Extrait
+-------+
Crise des migrations? Non, grave crise politique

Migrants en grand péril au nord de Sabratha, en Libye. © Santi Palacios / Emilio Morenatti
Migrants en grand péril au nord de Sabratha, en Libye. © Santi Palacios / Emilio Morenatti

On ne choisit pas de tout quitter en risquant sa vie. Les populations déçues, révoltées face à des Etats absents ou fragiles, fuient des conflits, des guerres civiles, le risque d’être victimes de traite d’êtres humains ou enrôlés par des groupes terroristes. Certes, les migrants à nos portes ne fuient pas tous des conflits. Des milliers de jeunes dans la pauvreté, sans perspective d’emploi, sont prêts à émigrer vers ce qu’ils croient être l’eldorado. D’autres fuient les incidences déjà perceptibles des changements climatiques comme la raréfaction de l’eau.

Affolantes prévisions

Les prévisions relatives aux flux migratoires sont affolantes. Or ce n’est qu’une toute petite minorité de déplacés qui vient en Europe, face aux millions qui sont au Moyen Orient et en Afrique. Gérer ces flux comme nous le faisons actuellement est à la fois criminel et irresponsable.

J’ai travaillé dans des pays de grande pauvreté en Afrique de l’ouest. J’ai assisté au débarquement de centaines de migrants en Sicile, y ai travaillé avec des bénévoles siciliens admirables de générosité. J’ai entendu le récit de jeunes Africains sur leur voyage jusqu’à et depuis la Libye, les violences subies, leur désarroi face aux exigences des organisations criminelles de passeurs, mais aussi leur besoin de sécurité, d’un avenir meilleur, leur rêve face à l’Europe.

Les questions qui dérangent

Comment expliquer que les inégalités sont croissantes entre Nord et Sud bien que l’on révise régulièrement les stratégies de lutte contre la pauvreté et fixe des objectifs du développement durable irréalistes? Qui est responsable du désastre en Libye et en Irak? Qui profite des ressources minières des pays de provenance des migrants? Pourquoi continuons-nous à exporter des armes vers des Etats qui sont à l’origine de conflits, de violations graves des droits humains? Où vont les millions de dollars finançant les grandes agences onusiennes? Décupler le budget du CICR pour faire face aux urgences humanitaires des conflits qui s’étendent, est-ce une réponse en l’absence de solutions politiques?

Beaucoup invoquent la nécessité d’agir «sur place». Certes. Mais comment?
+-------+
Lignes de données
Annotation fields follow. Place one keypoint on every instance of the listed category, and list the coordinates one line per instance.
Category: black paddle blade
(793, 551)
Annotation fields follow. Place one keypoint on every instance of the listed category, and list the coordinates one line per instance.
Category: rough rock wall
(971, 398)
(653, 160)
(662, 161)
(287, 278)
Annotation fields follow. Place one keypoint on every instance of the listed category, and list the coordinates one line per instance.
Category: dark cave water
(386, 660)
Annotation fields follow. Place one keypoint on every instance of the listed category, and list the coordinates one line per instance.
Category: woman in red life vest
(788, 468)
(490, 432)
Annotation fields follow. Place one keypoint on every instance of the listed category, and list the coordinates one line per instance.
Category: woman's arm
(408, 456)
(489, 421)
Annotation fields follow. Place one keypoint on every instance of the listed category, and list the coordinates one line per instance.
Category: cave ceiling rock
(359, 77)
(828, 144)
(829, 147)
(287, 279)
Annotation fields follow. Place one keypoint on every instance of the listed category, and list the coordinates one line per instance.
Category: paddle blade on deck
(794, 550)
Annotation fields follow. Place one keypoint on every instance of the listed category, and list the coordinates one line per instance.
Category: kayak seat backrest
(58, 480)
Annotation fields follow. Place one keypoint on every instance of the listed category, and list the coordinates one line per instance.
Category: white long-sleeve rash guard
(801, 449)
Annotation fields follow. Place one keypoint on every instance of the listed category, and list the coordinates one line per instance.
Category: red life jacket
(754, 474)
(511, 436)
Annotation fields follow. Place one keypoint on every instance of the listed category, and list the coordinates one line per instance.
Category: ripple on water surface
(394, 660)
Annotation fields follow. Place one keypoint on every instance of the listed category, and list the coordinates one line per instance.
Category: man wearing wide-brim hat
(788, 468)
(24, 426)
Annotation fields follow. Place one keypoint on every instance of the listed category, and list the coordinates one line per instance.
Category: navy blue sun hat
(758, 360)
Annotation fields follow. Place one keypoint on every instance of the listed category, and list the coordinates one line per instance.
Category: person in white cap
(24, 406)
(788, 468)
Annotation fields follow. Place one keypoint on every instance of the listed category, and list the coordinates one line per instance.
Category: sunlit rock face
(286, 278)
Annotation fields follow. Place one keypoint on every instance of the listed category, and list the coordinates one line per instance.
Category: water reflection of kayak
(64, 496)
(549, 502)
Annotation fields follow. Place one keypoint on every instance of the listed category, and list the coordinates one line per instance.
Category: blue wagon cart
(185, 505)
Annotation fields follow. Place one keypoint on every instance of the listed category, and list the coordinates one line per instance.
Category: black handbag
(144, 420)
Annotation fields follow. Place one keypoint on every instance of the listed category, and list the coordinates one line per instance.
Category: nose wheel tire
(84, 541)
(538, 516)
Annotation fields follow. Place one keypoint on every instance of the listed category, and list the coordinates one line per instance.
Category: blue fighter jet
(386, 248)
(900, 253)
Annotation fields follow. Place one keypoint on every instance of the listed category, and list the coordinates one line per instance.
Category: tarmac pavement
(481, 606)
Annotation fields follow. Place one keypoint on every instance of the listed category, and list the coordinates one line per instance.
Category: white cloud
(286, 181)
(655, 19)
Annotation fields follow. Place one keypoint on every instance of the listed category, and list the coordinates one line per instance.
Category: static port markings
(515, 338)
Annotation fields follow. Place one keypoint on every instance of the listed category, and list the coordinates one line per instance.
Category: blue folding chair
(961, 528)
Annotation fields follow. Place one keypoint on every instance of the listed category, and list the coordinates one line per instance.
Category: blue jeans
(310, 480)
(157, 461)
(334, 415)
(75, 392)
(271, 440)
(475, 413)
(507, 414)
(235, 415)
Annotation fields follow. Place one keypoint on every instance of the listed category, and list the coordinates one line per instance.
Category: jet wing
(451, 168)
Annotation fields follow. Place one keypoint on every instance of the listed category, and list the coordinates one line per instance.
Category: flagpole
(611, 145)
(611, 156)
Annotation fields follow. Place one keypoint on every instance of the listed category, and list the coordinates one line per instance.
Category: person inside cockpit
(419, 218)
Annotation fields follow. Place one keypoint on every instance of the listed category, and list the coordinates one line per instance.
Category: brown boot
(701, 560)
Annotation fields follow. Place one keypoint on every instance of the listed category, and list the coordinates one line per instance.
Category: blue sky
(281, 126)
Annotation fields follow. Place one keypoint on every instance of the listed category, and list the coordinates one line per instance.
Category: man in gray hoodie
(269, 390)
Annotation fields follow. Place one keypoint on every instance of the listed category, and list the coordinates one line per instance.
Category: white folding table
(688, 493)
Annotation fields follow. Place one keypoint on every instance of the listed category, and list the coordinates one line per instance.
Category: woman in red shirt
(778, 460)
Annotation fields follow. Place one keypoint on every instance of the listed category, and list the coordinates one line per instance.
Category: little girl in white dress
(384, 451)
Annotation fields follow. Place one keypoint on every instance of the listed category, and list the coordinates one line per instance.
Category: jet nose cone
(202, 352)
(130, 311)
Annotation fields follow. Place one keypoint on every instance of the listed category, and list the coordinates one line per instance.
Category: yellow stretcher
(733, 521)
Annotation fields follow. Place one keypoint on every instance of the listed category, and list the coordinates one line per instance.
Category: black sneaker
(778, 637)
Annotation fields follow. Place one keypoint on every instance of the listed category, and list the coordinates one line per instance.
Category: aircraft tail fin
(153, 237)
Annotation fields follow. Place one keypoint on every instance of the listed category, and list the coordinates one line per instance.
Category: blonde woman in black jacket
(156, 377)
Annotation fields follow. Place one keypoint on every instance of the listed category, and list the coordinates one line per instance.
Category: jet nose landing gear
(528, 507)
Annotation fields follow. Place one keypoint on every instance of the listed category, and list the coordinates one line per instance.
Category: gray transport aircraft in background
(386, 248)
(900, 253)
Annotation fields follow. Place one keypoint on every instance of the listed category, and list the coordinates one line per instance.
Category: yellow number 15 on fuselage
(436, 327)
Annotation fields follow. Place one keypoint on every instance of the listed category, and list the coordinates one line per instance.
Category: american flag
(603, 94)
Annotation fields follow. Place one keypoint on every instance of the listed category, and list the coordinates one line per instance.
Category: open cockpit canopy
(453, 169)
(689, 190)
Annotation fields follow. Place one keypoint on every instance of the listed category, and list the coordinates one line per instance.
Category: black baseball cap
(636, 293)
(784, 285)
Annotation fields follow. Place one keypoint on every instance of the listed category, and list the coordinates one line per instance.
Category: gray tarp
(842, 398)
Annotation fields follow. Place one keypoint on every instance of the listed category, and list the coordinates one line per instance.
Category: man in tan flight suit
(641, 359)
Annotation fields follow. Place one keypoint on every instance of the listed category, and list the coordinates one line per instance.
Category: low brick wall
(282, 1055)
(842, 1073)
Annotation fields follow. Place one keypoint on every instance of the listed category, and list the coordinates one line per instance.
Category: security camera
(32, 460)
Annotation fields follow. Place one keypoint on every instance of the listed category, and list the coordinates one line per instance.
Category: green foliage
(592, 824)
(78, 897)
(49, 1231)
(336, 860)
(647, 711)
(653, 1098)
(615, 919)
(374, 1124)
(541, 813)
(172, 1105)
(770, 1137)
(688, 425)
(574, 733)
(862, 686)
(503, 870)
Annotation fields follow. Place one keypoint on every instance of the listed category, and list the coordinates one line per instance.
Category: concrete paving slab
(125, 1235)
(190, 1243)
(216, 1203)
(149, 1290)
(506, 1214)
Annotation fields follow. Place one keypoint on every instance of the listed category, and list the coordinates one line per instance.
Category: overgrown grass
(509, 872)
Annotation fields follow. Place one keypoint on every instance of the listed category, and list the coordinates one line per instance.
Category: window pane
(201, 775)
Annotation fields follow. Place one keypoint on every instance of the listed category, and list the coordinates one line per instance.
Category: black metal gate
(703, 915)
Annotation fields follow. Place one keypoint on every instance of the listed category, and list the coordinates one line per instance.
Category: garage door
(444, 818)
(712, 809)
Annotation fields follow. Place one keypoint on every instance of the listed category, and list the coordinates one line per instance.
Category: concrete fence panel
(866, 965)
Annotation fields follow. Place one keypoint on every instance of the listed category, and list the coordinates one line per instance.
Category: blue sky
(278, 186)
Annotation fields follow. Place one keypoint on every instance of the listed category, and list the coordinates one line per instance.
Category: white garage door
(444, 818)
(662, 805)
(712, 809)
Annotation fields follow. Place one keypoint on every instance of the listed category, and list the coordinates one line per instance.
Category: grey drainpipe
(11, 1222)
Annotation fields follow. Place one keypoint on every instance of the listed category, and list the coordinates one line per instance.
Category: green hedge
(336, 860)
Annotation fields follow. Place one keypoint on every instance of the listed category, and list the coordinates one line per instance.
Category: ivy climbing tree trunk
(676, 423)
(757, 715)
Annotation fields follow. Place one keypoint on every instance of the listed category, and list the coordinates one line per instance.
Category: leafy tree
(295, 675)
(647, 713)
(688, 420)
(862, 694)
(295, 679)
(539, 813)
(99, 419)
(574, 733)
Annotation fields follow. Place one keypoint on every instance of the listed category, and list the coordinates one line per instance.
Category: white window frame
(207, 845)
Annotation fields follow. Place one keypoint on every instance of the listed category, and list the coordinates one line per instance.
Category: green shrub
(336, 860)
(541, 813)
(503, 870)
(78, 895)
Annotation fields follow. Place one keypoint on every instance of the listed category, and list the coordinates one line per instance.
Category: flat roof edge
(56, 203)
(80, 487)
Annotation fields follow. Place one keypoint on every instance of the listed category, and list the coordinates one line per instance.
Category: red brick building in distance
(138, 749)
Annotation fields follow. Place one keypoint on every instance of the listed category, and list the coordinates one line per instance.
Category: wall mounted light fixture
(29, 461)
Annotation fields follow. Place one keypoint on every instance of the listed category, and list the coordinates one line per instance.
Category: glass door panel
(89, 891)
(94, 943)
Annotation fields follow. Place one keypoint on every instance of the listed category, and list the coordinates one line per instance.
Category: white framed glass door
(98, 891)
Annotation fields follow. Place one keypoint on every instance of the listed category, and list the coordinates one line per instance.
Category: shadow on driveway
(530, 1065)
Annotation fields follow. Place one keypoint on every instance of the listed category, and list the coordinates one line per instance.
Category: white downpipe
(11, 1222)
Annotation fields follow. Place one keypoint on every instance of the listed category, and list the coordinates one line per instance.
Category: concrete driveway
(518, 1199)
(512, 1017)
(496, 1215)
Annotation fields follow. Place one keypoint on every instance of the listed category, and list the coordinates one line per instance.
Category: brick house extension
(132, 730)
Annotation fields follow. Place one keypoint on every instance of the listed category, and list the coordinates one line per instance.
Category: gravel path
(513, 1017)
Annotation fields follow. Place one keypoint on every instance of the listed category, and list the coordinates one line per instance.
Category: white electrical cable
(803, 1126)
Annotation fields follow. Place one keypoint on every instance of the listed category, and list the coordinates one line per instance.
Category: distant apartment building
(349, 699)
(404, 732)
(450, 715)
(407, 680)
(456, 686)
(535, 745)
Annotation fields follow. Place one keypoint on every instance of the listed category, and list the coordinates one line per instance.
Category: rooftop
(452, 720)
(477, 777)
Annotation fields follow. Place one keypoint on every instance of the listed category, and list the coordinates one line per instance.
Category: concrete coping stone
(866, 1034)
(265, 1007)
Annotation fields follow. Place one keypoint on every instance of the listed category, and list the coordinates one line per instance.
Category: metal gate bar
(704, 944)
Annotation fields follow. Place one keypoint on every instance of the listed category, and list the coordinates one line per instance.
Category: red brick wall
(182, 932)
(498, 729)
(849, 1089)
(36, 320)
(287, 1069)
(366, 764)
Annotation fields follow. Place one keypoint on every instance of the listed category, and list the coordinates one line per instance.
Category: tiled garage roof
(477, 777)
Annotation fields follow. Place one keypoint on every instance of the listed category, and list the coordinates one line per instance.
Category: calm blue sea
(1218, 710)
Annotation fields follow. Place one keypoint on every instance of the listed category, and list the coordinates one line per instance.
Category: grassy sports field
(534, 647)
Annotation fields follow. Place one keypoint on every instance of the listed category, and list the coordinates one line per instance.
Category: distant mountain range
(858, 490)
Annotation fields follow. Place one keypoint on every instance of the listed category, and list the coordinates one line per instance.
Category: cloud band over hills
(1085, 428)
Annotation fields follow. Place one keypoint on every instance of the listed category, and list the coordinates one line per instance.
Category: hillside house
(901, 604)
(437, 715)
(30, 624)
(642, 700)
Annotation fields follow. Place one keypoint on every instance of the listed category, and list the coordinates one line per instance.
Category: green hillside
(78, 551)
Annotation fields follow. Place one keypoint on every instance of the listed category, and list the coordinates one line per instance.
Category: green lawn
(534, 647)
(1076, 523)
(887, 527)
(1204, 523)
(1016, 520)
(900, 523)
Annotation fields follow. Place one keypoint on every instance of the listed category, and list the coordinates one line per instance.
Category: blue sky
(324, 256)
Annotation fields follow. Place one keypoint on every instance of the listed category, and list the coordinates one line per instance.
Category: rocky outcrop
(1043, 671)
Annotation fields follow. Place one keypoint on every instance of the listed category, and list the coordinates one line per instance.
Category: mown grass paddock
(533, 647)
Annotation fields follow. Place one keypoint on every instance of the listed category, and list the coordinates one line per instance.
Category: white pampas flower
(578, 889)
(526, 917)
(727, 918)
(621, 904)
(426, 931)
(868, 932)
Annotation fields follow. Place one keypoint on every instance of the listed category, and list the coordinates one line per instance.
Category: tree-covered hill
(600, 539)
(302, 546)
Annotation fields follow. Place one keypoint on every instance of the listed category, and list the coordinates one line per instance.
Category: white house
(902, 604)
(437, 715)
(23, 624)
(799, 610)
+-------+
Liste des tâches
a) Recopiez le passage de l'extrait qui commence à «On ne choisit» et se termine à «raréfaction de l’eau.».
b) Reformulez sous forme de liste le paragraphe de l'extrait qui débute par «J'ai travaillé dans des pays de grande pauvreté», en conservant ses faits principaux.
c) Répondez à ces questions d'après l'extrait :
(i) Quelle incidence des changements climatiques certains migrants fuient-ils déjà ?
(ii) Où se trouvent les millions de déplacés opposés à la petite minorité qui vient en Europe ?
(iii) Le budget de quelle organisation l'extrait envisage-t-il de décupler face aux urgences humanitaires ?

Réponses dans l'ordre
a)
On ne choisit pas de tout quitter en risquant sa vie. Les populations déçues, révoltées face à des Etats absents ou fragiles, fuient des conflits, des guerres civiles, le risque d’être victimes de traite d’êtres humains ou enrôlés par des groupes terroristes. Certes, les migrants à nos portes ne fuient pas tous des conflits. Des milliers de jeunes dans la pauvreté, sans perspective d’emploi, sont prêts à émigrer vers ce qu’ils croient être l’eldorado. D’autres fuient les incidences déjà perceptibles des changements climatiques comme la raréfaction de l’eau.

b)
- Travail dans des pays de grande pauvreté en Afrique de l'ouest.
- Présence lors du débarquement de centaines de migrants en Sicile et travail aux côtés de bénévoles siciliens d'une grande générosité.
- Écoute de jeunes Africains racontant leur voyage jusqu'à la Libye et depuis ce pays : violences subies, désarroi face aux exigences des passeurs, besoin de sécurité et d'un avenir meilleur, rêve d'Europe.

c)
(i) La raréfaction de l'eau.
(ii) Au Moyen Orient et en Afrique.
(iii) Celui du CICR.